■ SUPPLIED TEXT:
========

Syrian Democratic Forces to Join Army after Settlement

Monday, 27 November, 2017 - 09:30
Syrian Democratic Forces fighters ride on vehicles in the north of Raqqa city, Syria February 5, 2017. (Reuters)
Irbil - Asharq Al-Awsat
Joint chief of the Syrian Democratic Council announced that his forces will become part of the Syrian army after a settlement is reached in the war-torn country.

Riyad Darrar announced that the army will then be tasked with arming the Syrian Democratic Forces (SDF).

He said of the US-backed SDF: “The US remained true to its word and its is working on eliminating ISIS until a political settlement is achieved in Syria.”

“Until stability is reached, we can say that the Americans have the right to translate their words into actions and they should withdraw from the country as they did in Iraq where they set a deadline for their departure,” he added.

He said that the SDF is part of a joint alliance with the Americans, stressing: “We have remained true to our mission and we only used their weapons in the confrontation against extremism and terror.”

“When the Syrian settlement is achieved, the SDF will become part of the Syrian army,” Darrar stressed.

“We are working towards peace in Syria, not a confrontation with any Syrian side. We are building ourselves and our regions. We are preserving them in times of peace and stability until the time of real negotiations arrives,” he explained.

“If we are headed towards a united federal Syria, then I believe there is no need for our weapons and forces because they will become part of the army,” he stated.

Addressing Turkish criticism of the SDF, he said that Ankara is being delusional if it thinks that the US will withdraw if arms from the forces.

He dismissed its wishes, saying that the SDF will not relent to Turkish demands.

The SDF was formed in October 2015 with a Kurdish majority and with the aim of fighting ISIS that had at the time held large swathes of northern and northeastern Syria.

In Ankara meanwhile, Turkish Prime Minister Binali Yildirim hoped during a press conference that the US would sever as soon as possible its partnership with the Kurdish People’s Protection Units.

He made his remarks ahead of traveling to London on an official visit where he is scheduled to meet with his British counterpart Theresa May.


He hoped that Washington would cut ties with the “terrorist organization and return to its real partners and allies,” reported the Anadolu news agency.

In addition, he said that Ankara had repeatedly warned the US against sending reinforcements to the “terrorist Kurdistan Workers' Party (PKK)”.

The US had replied that its use of those terrorist groups in the war against terror was not an option, but a necessity, noted Yildirim.

He said that the current phase in the region is witnessing the demise of ISIS, which means that the US no longer needs to send reinforcements to the PKK.

========

■ EXERCISE INSTRUCTIONS:
• 1. Answer these questions using the article on the Syrian Democratic Forces.
(a) In what month and year was the SDF formed?
(b) To which city is Binali Yildirim traveling on an official visit?
(c) Which news agency reported Yildirim's hope that Washington would cut ties with the "terrorist organization"?
• 2. Copy the part of the article on the Syrian Democratic Forces between "Addressing Turkish criticism" and "People’s Protection Units.", inclusive, renaming "Ankara" as "the Turkish capital" everywhere it appears.

Records from a point labeling set:
========

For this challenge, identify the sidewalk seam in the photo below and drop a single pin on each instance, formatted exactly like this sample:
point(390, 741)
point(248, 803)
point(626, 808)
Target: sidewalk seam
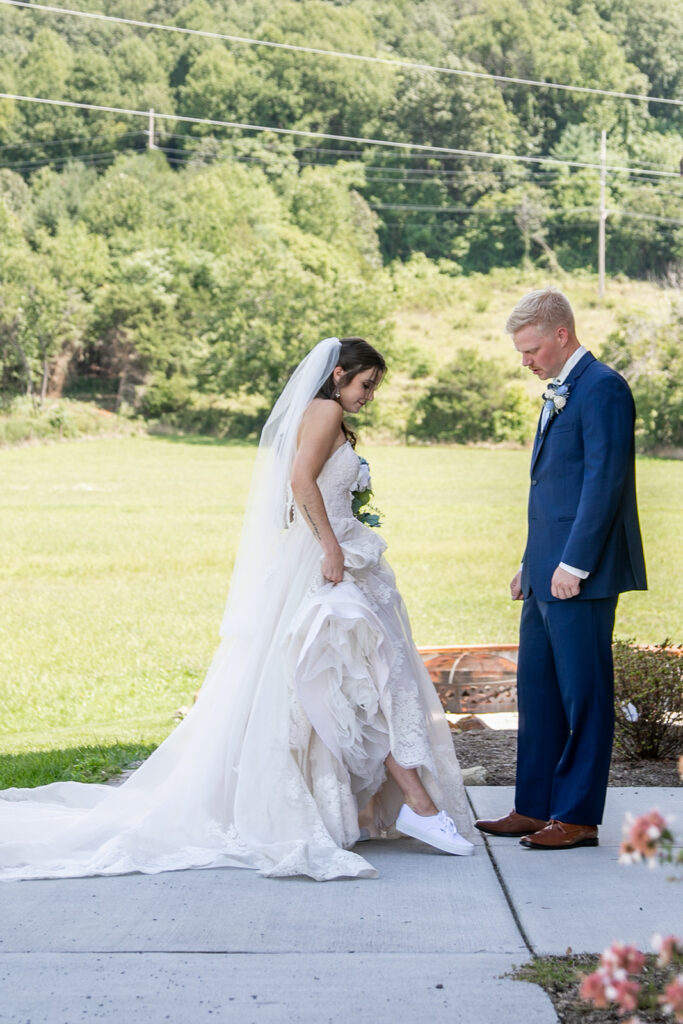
point(504, 888)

========

■ SOLUTIONS IN ORDER:
• 1.
(a) October 2015
(b) London
(c) The Anadolu news agency

• 2.
Addressing Turkish criticism of the SDF, he said that the Turkish capital is being delusional if it thinks that the US will withdraw if arms from the forces.

He dismissed its wishes, saying that the SDF will not relent to Turkish demands.

The SDF was formed in October 2015 with a Kurdish majority and with the aim of fighting ISIS that had at the time held large swathes of northern and northeastern Syria.

In the Turkish capital meanwhile, Turkish Prime Minister Binali Yildirim hoped during a press conference that the US would sever as soon as possible its partnership with the Kurdish People’s Protection Units.